Stated goal =
Collect each line of the data below that contains the string "query".

-- start Data in this exercise --

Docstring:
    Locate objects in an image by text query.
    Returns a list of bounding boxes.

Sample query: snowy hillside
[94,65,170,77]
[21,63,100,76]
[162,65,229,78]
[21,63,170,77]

-- end Data in this exercise --

Solved exercise =
    Locate objects in an image by text query.
Sample query: snowy hillside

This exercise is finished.